* **CONSIGNE 1**
Dans l'entretien avec Anggun, à quel âge a-t-elle quitté son pays natal ?
* **CONSIGNE 2**
Pour chacune des affirmations suivantes, indiquez si elle concorde avec l'entretien avec Anggun, en citant les mots décisifs : (a) Anggun parlait couramment le français en quittant l'Indonésie ; (b) selon Anggun, le concept de laïcité n'existe pas en Indonésie ; (c) Anggun se dit aujourd'hui trilingue.
* **CONSIGNE 3**
Poursuivez l'entretien avec Anggun au-delà de sa dernière réponse.

Anggun : Comme je le dis souvent, je me sens génétiquement modifiée ! Une journaliste internationale m’avait dit une fois « je vous vois comme le chaînon manquant entre l’Est et l’Ouest ». J’avais trouvé cette phrase pertinente car oui je suis le fruit de cette double culture. J’ai quitté mon Indonésie natale à l’âge de 20 ans en parlant trois mots de français approximatif. Maintenant, je suis trilingue, même si à mon grand désarroi je fais encore des fautes car la langue française est certes magnifique mais tellement complexe et faite de tellement d’exceptions … Je me sens chanceuse d’avoir été « adoptée » par la France et les Français. C’est un pays que j’aime, même pour ses défauts ! Et c’est devenu ma maison de vie et de cœur.

Ressentez-vous, à titre personnel, une évolution du regard porté par les Indonésiens sur la culture française – et inversement ?

Anggun : L’Indonésie est sans doute un géant méconnu des Occidentaux et des Français. Les Indonésiens sont de nature discrète, et toutes les strates de la société, de la pensée, et des comportements sont empreints de cette discrétion. Ce n’est pas un pays bruyant. Mais le pays s’est transformé de manière impressionnante depuis plus de deux décennies et est devenu une puissance économique, il a le potentiel pour devenir un acteur culturel aussi important que la Corée du Sud. L’Indonésie a une production culturelle locale très dynamique – cinéma, musique, arts graphiques, …- qui commence à s’exporter. Pendant longtemps, j’étais littéralement la seule Indonésienne connue en Europe, au Canada, etc. De nos jours, des artistes émergents commencent enfin à se faire connaître et je vous avoue que j’en suis soulagée car j’aime être appelée une « pionnière » mais j’étais attristée d’être vue comme « la seule » pendant trop longtemps. Quant à l’image de la France en Indonésie, elle est vue comme une grande puissance. Comme une sorte de musée de l’élégance, du raffinement et du bien-vivre, comme dans une carte postale de « Emily in Paris ». Mais il y a certaines incompréhensions comme le concept de laïcité, qui n’existe pas en Indonésie, et qui est souvent caricaturé. En ce qui me concerne, je trouve pourtant, en tant que Française d’adoption, que la laïcité est l’une des plus belles choses que la France a su faire germer.

* **MATÉRIEL FOURNI**

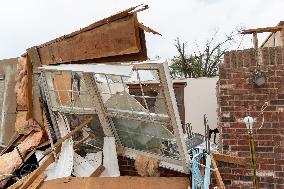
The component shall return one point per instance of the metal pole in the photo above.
(252, 156)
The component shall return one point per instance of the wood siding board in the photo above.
(116, 38)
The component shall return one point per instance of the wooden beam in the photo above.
(38, 181)
(74, 131)
(36, 173)
(117, 38)
(98, 171)
(29, 88)
(217, 173)
(118, 183)
(261, 30)
(77, 144)
(229, 159)
(255, 40)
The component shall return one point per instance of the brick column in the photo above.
(238, 97)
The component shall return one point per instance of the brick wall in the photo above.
(239, 97)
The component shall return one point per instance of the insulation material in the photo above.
(11, 161)
(21, 82)
(147, 166)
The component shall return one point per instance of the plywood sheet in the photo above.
(118, 183)
(119, 37)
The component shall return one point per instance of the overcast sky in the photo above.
(26, 23)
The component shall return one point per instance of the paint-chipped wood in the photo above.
(217, 174)
(38, 181)
(118, 183)
(120, 37)
(98, 171)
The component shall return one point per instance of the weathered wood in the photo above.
(20, 120)
(120, 37)
(60, 141)
(98, 171)
(217, 173)
(38, 181)
(261, 30)
(77, 144)
(110, 161)
(34, 58)
(14, 138)
(29, 89)
(118, 183)
(229, 159)
(255, 40)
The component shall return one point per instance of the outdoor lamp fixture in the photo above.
(249, 123)
(259, 78)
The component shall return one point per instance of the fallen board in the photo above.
(229, 159)
(117, 38)
(118, 183)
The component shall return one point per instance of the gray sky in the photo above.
(32, 22)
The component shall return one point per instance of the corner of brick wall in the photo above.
(239, 97)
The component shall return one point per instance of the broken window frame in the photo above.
(107, 124)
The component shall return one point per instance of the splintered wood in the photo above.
(118, 183)
(146, 166)
(21, 82)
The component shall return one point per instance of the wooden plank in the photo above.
(77, 144)
(62, 82)
(261, 30)
(38, 181)
(20, 120)
(110, 161)
(34, 58)
(98, 171)
(119, 37)
(49, 160)
(118, 183)
(29, 89)
(255, 40)
(74, 131)
(229, 159)
(217, 173)
(14, 138)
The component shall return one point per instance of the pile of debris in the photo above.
(88, 97)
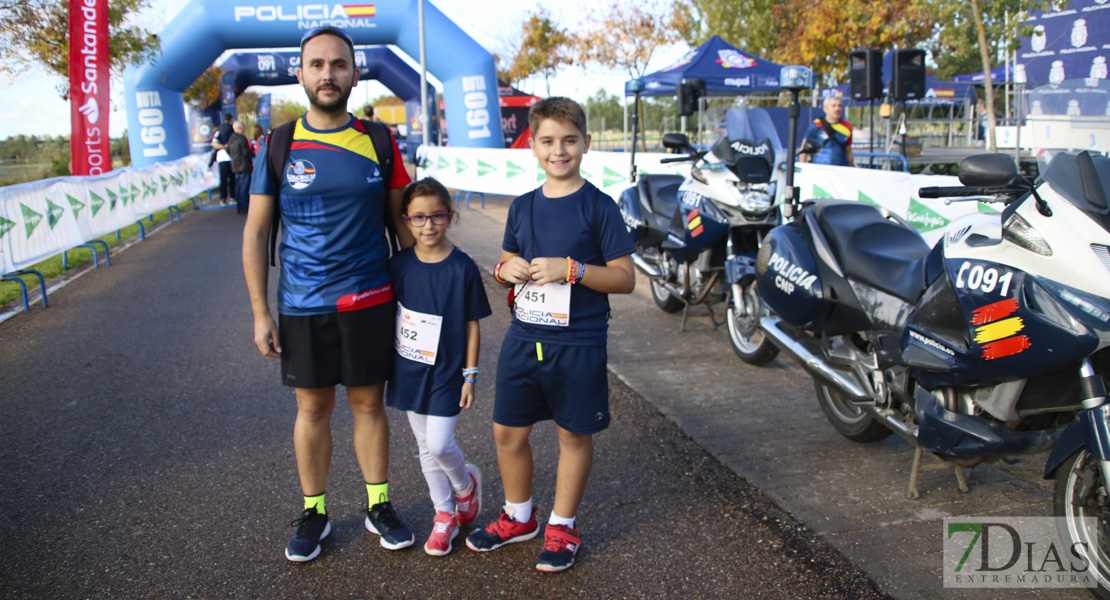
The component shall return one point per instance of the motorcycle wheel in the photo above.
(744, 334)
(848, 419)
(664, 300)
(1080, 491)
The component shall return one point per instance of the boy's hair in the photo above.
(426, 186)
(561, 109)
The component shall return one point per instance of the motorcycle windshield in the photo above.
(748, 161)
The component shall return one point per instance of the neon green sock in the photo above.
(377, 492)
(316, 501)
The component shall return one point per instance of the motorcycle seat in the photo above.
(873, 248)
(662, 194)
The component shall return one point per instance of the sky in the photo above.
(30, 104)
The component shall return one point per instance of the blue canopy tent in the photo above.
(726, 71)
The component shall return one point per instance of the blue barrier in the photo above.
(22, 285)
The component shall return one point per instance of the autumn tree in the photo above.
(625, 38)
(37, 32)
(544, 48)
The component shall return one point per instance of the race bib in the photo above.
(548, 304)
(416, 335)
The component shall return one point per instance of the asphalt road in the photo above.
(147, 453)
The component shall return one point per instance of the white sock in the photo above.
(565, 521)
(521, 512)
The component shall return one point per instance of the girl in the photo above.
(440, 301)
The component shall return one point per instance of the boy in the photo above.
(565, 248)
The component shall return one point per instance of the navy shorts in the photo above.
(568, 384)
(353, 348)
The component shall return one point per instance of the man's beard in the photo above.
(335, 107)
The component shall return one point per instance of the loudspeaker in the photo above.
(866, 71)
(908, 81)
(687, 93)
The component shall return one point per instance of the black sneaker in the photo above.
(311, 528)
(561, 543)
(383, 520)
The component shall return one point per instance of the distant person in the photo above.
(565, 250)
(828, 140)
(335, 307)
(242, 159)
(223, 160)
(434, 280)
(256, 138)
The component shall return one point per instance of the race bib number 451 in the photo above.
(548, 304)
(416, 335)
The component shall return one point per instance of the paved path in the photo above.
(765, 425)
(147, 454)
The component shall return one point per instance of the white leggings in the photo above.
(440, 458)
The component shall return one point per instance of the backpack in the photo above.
(281, 139)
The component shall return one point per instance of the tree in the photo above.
(37, 32)
(625, 38)
(544, 48)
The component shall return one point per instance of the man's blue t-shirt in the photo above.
(831, 151)
(333, 246)
(566, 226)
(451, 288)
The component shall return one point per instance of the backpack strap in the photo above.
(280, 139)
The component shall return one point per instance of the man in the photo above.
(242, 158)
(828, 140)
(334, 301)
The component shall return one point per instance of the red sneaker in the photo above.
(467, 507)
(444, 530)
(502, 531)
(561, 543)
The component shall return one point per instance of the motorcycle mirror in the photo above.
(988, 171)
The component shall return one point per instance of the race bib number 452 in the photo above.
(416, 335)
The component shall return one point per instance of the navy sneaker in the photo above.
(502, 531)
(383, 520)
(561, 543)
(311, 528)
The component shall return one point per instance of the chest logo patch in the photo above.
(300, 174)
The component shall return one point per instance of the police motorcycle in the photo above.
(697, 236)
(990, 344)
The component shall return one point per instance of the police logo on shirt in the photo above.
(300, 174)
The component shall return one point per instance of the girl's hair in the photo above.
(426, 186)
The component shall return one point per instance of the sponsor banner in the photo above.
(514, 172)
(894, 190)
(89, 70)
(42, 219)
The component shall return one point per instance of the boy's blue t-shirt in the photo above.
(333, 247)
(565, 226)
(451, 288)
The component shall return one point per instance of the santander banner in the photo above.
(89, 71)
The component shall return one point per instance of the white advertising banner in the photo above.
(515, 172)
(896, 191)
(41, 219)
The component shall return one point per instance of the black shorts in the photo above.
(540, 382)
(353, 348)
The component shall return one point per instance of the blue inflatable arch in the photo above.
(204, 29)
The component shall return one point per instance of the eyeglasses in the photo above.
(421, 220)
(326, 29)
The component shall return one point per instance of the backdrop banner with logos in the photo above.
(42, 219)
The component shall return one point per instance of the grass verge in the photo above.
(52, 267)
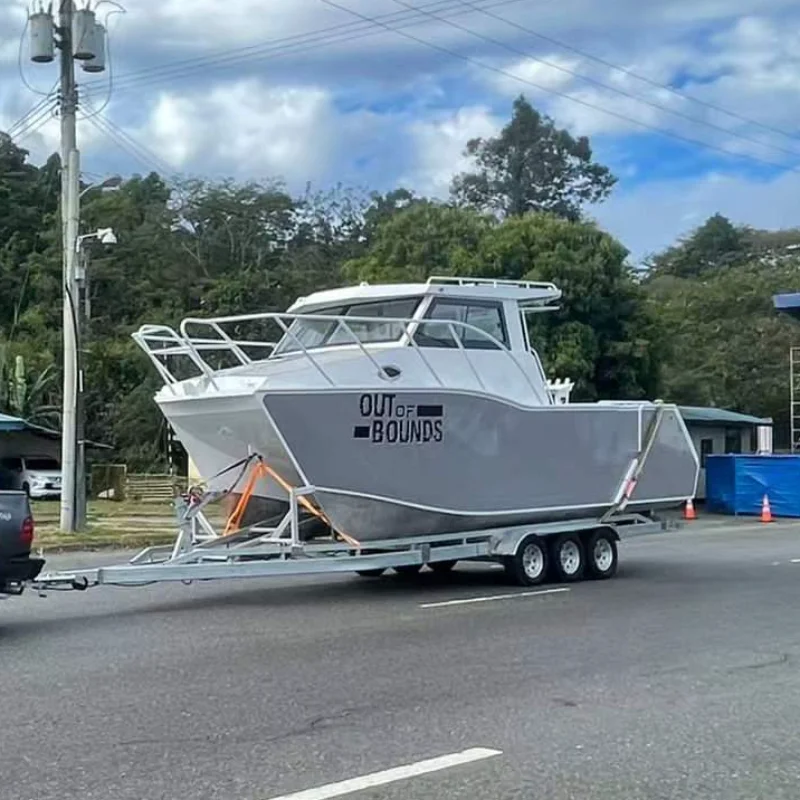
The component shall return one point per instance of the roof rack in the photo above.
(458, 281)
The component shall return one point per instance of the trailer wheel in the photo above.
(568, 558)
(408, 569)
(528, 566)
(601, 554)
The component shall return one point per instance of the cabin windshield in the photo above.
(315, 333)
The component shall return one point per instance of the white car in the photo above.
(39, 476)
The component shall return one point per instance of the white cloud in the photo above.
(245, 128)
(649, 217)
(551, 72)
(438, 147)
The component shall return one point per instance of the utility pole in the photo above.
(78, 36)
(70, 213)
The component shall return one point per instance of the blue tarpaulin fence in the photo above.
(736, 484)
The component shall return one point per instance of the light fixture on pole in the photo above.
(110, 183)
(79, 37)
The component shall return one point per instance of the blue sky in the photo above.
(300, 90)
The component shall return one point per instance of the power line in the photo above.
(630, 73)
(48, 101)
(566, 96)
(290, 45)
(122, 139)
(607, 87)
(34, 122)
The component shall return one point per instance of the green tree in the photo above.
(603, 336)
(716, 243)
(424, 239)
(532, 166)
(727, 345)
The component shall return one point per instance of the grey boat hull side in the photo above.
(403, 463)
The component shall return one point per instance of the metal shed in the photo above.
(718, 431)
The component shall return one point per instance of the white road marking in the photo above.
(488, 597)
(391, 775)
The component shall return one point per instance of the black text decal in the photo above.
(385, 420)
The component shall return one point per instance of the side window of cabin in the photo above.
(485, 316)
(374, 330)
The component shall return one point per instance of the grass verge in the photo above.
(53, 541)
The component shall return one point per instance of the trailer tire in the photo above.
(442, 567)
(568, 558)
(601, 554)
(528, 565)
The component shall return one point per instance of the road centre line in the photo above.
(487, 598)
(392, 775)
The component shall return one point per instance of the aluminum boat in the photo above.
(411, 409)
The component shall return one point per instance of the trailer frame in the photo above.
(200, 553)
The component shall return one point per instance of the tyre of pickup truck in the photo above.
(16, 539)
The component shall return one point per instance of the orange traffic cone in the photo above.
(766, 511)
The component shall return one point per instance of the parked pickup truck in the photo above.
(16, 538)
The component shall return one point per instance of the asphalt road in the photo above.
(677, 679)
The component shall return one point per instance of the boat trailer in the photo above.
(201, 553)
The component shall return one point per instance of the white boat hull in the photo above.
(414, 463)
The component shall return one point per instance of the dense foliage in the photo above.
(697, 328)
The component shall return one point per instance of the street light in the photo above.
(103, 235)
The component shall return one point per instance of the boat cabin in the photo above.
(486, 315)
(469, 334)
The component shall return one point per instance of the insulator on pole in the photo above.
(42, 39)
(98, 63)
(83, 38)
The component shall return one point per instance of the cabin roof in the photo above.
(526, 293)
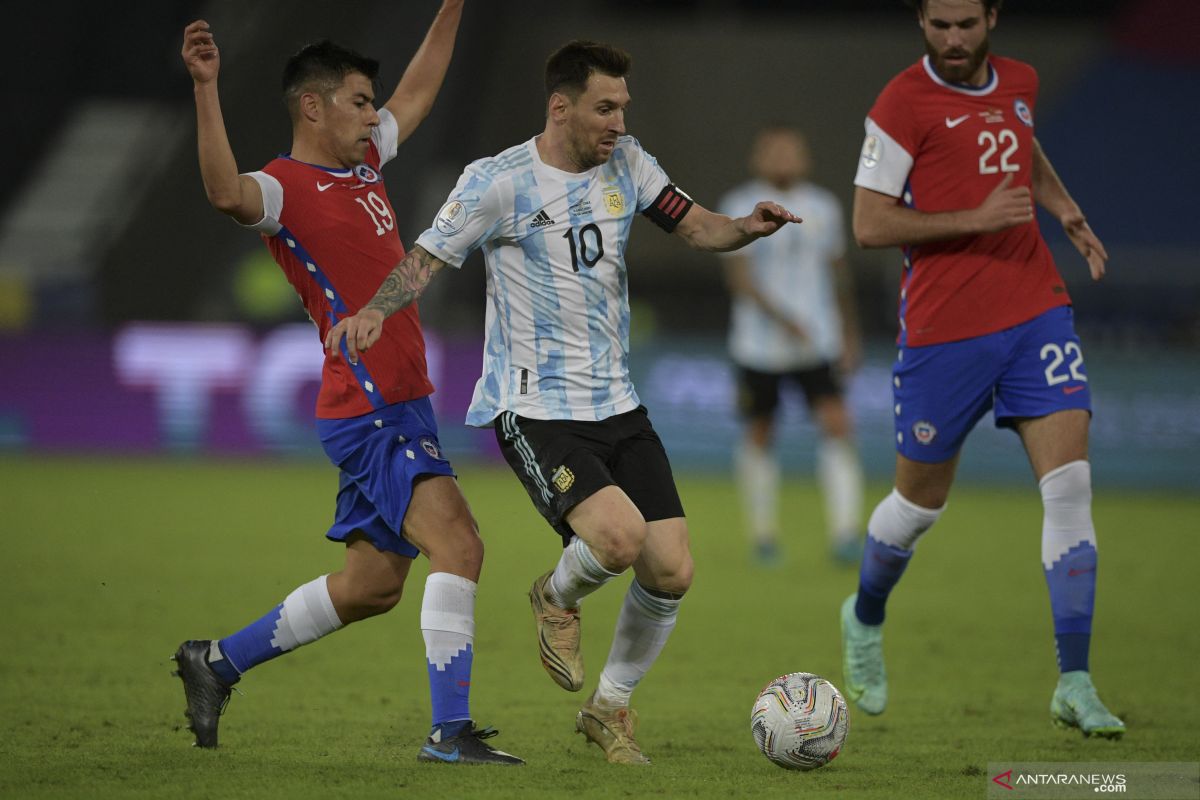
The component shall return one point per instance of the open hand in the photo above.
(201, 54)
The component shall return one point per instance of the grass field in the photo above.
(107, 565)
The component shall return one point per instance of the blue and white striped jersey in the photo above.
(795, 269)
(557, 324)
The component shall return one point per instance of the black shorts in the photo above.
(564, 462)
(759, 391)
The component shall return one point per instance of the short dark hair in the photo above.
(569, 67)
(322, 67)
(988, 5)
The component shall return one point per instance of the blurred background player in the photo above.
(793, 322)
(949, 172)
(324, 215)
(552, 216)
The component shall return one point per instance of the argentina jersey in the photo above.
(557, 323)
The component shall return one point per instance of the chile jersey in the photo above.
(334, 233)
(943, 146)
(557, 325)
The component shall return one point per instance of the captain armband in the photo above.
(669, 208)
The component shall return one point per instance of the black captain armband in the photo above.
(669, 208)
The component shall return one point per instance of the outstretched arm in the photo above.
(419, 86)
(228, 192)
(1054, 197)
(703, 229)
(401, 288)
(881, 221)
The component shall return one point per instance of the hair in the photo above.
(569, 67)
(988, 5)
(322, 67)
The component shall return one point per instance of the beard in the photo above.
(958, 72)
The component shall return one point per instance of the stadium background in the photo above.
(105, 227)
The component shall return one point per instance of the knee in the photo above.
(371, 597)
(677, 577)
(617, 545)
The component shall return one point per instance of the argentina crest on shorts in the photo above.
(924, 431)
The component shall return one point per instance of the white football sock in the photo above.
(448, 617)
(576, 576)
(643, 626)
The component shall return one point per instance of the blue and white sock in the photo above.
(892, 533)
(1069, 559)
(448, 624)
(305, 615)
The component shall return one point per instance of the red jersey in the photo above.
(334, 234)
(943, 146)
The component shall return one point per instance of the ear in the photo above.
(311, 106)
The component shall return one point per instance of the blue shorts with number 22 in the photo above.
(942, 390)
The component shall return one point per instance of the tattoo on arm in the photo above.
(405, 283)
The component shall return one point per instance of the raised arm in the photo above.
(231, 193)
(419, 85)
(882, 221)
(401, 288)
(1050, 192)
(703, 229)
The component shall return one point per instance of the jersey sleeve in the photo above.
(385, 137)
(273, 203)
(660, 200)
(472, 215)
(892, 139)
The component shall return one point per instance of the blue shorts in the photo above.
(1029, 371)
(381, 455)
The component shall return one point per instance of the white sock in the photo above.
(576, 576)
(899, 522)
(307, 614)
(840, 475)
(448, 617)
(1067, 510)
(757, 473)
(643, 626)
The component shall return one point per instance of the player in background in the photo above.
(324, 214)
(793, 320)
(552, 216)
(949, 172)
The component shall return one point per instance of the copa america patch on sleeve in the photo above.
(451, 218)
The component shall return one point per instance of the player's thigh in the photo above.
(1055, 439)
(940, 392)
(561, 463)
(665, 561)
(439, 517)
(611, 525)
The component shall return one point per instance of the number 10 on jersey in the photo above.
(587, 246)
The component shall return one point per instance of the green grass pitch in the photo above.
(107, 565)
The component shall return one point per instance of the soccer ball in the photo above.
(799, 721)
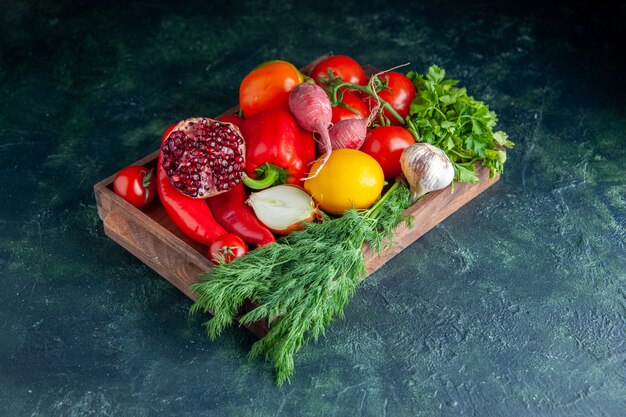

* **RÉPONSE ATTENDUE 1**
À 20 ans.

* **RÉPONSE ATTENDUE 2**
(a) Non : « en parlant trois mots de français approximatif ».
(b) Oui : « le concept de laïcité, qui n’existe pas en Indonésie ».
(c) Oui : « Maintenant, je suis trilingue ».

* **RÉPONSE ATTENDUE 3**
À l’heure où les relations économiques et stratégiques entre la France et l’Indonésie se renforcent, pensez-vous que la culture bénéficie (ou devrait bénéficier) de la même attention politique ?

Anggun : La culture est souvent labellisée comme un « soft power ». Je pense au contraire que c’est un « hard power », que c’est un vrai enjeu, certainement pas un sujet secondaire. Je parlais de la Corée du Sud, mais la Turquie en a fait une vraie industrie du fait de ses productions de fiction qui cartonnent dans de nombreux pays. Et si Trump a mis en émoi l’industrie de la production audiovisuelle aux USA avec son projet de taxation des productions réalisées à l’étranger, c’est qu’il y a bien un enjeu économique derrière l’enjeu culturel. La culture et l’influence culturelle, ce sont des pouvoirs. De très grands pouvoirs même.

Quelles collaborations culturelles vous paraissent (ou paraîtraient) emblématiques ou prometteuses entre les deux pays ?

Anggun : Un point commun entre les deux pays est le champ large des productions culturelles. L’industrie cinématographique indonésienne est en pleine croissance. J’ai d’ailleurs eu la chance de tourner dans le film de Wregas Bhanuteja, star de la « nouvelle vague » indonésienne dans le film « Para Perasuk » (Les Intrus) qui sortira en fin d’année. Les échanges culturels dans ce domaine peuvent être puissants, l’Indonésie pouvant s’inspirer des politiques de soutien à la production mises en place par la France. La musique bien évidemment est un champ des possibles. Et la France, avec sa grande expérience dans l’économie des musées avec des marques fortes qui s’exportent, notamment au Moyen-Orient, peut sûrement trouver des synergies avec une demande forte dans ce domaine en Indonésie.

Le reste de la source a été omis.